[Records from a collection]
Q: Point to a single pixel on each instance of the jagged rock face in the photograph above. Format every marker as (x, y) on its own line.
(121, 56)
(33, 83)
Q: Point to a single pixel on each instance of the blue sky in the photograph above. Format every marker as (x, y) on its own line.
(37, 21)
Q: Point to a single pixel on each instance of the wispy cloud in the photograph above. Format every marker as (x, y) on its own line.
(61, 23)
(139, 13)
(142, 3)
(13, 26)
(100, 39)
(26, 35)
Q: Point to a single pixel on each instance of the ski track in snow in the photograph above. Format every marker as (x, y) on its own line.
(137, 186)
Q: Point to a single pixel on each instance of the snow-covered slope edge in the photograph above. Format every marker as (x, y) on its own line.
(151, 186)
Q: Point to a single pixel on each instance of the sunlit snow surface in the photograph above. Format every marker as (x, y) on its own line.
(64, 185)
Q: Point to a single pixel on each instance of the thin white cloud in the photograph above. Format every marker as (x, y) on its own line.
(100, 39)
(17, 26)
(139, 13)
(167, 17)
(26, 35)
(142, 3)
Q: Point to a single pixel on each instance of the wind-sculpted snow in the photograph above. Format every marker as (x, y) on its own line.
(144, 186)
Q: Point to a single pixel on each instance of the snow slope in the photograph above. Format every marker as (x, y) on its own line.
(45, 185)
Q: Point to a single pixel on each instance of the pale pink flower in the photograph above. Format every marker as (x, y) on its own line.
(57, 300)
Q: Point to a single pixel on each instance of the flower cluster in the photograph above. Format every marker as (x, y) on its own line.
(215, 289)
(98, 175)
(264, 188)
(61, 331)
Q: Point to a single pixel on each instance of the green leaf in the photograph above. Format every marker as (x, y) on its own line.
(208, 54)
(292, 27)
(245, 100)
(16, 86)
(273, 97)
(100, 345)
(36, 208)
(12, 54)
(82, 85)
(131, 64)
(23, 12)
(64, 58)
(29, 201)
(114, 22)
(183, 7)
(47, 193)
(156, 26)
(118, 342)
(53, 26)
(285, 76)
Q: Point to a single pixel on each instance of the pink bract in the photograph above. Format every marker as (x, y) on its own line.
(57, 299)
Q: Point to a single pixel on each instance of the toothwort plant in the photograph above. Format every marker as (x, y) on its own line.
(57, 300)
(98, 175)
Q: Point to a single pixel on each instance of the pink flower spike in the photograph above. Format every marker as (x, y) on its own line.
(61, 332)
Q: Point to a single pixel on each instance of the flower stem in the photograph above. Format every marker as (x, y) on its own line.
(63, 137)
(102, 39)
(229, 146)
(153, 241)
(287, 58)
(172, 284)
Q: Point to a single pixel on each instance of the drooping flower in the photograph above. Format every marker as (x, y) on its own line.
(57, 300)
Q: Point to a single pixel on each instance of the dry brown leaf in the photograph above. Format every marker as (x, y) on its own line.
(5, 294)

Exercise directions: An exact copy of every entry above is the expected answer.

Answer space:
Q: Point to a single pixel on each instance of the jagged rock face in the photograph above. Format every marker as (x, y) on its own line.
(121, 56)
(33, 83)
Q: Point to a single pixel on each instance of the blue sky in the photograph above. Format every marker as (x, y) on its own line.
(37, 21)
Q: Point to a single pixel on each instance of the wispy cloud in the photograph above. Format every marker as (x, y) on its own line.
(61, 23)
(139, 13)
(142, 3)
(13, 26)
(100, 39)
(26, 35)
Q: Point to a single pixel on each instance of the ski track in snow in the photograph above. Format every marker as (x, y) on its own line.
(137, 186)
Q: Point to a single pixel on each instance of the snow-covered slope edge in the photograph above. Format every marker as (x, y) on its own line.
(151, 186)
Q: Point to a single pixel on each instance of the sunlit snow surface in the photograph above. Format every marker as (x, y) on its own line.
(64, 185)
Q: Point to a single pixel on each instance of the thin white cloud in the photograph above. Format every marker as (x, y) on its own line.
(100, 39)
(17, 26)
(139, 13)
(167, 17)
(26, 35)
(142, 3)
Q: Point to a single pixel on each instance of the wind-sculpted snow in the photograph above. Format every marker as (x, y) on its own line.
(144, 186)
Q: Point to a single pixel on each instance of the snow slope in the photograph above. Format every marker as (x, y) on its own line.
(45, 185)
Q: Point to a single pixel on each instance of the pale pink flower in the photograph above. Format every marker as (x, y) on its own line.
(57, 300)
Q: Point to a single pixel on each instance of the flower cluster in the photograph above. Format every marker as (x, y) on its own line.
(215, 289)
(98, 175)
(264, 188)
(61, 331)
Q: Point to a single pixel on each instance of the green leaf in the photograph above. Format every marker as (x, y) on its own line.
(208, 54)
(292, 27)
(245, 100)
(16, 86)
(273, 97)
(100, 345)
(36, 208)
(12, 54)
(82, 85)
(131, 64)
(23, 12)
(64, 58)
(29, 201)
(114, 22)
(183, 7)
(47, 193)
(156, 26)
(118, 342)
(53, 26)
(285, 76)
Q: Point to a single pixel on each instance of the pink bract in the photograph above. Format every marker as (x, y) on its own line.
(57, 299)
Q: Point to a single pixel on each instance of the toothwort plant in the photograph above. Format every marker as (x, y) on its own line.
(57, 300)
(98, 175)
Q: Point to a single pixel on each instance of the pink flower spike in the photograph above. Format every marker as (x, y) on its own line.
(61, 332)
Q: Point to a single pixel on each instance of the flower stem in the photograph above. Format every marker as (x, y) on its own line.
(63, 137)
(102, 39)
(229, 146)
(153, 241)
(287, 58)
(172, 284)
Q: Point to a single pixel on each instance of the drooping flower in the photograph above. Format every marker as (x, y) on its own line.
(57, 300)
Q: Point to a single pixel on each instance of the dry brown leaf in the photograph above. Format every marker as (x, y) on its own line.
(5, 294)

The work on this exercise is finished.